WHAT YOU NEED TO DO:
a – Print the part of the nail technician thread below that begins at the words "# Nail technician" and stops after "rule anybody out.".
b – Do these statements agree with the nail technician thread below? (i) The poster plans to move with three pugs. (ii) The poster has no friends living at the destination. (iii) Waxing is among the treatments the poster will offer. Answer yes or no for each, quoting the deciding words of the thread.

# Nail technician



## alloydy (Mar 10, 2012)

Hi
I'm a nail technician currently living in the uk and I'm moving over to either akrotiri or dhekelia, at the start of next year, I will be offering gel nails (calgel), acrylic nails, minx, and manicures,pedicures, waxing, facials, massages ect, I'm hoping to provide beauty treatments to the expat ladies and maybe the wives of the serving soldiers, and tourists as I don't want to rule anybody out.
We are quite lucky as we already have friends living out there, who'll be our support network.
Does anybody miss treatments that they get in the uk, that I could bring over????
And we are moving with our 3 pugs what is the best airline to use?
Any feedback or advice would be grateful.

Thanks
alloydy


----------



## alloydy (Mar 10, 2012)

I forgot to ask is there many nail tech's over there already?


----------



## Cleo Shahateet (Feb 23, 2009)

alloydy said:


> I forgot to ask is there many nail tech's over there already?

(Saved data entries)

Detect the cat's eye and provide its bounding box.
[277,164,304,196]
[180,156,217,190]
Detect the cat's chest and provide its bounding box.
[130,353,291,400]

TASK-BY-TASK SOLUTIONS:
a –
# Nail technician



## alloydy (Mar 10, 2012)

Hi
I'm a nail technician currently living in the uk and I'm moving over to either akrotiri or dhekelia, at the start of next year, I will be offering gel nails (calgel), acrylic nails, minx, and manicures,pedicures, waxing, facials, massages ect, I'm hoping to provide beauty treatments to the expat ladies and maybe the wives of the serving soldiers, and tourists as I don't want to rule anybody out.

b –
(i) Yes: "we are moving with our 3 pugs"
(ii) No: "we already have friends living out there, who'll be our support network"
(iii) Yes: "waxing, facials, massages"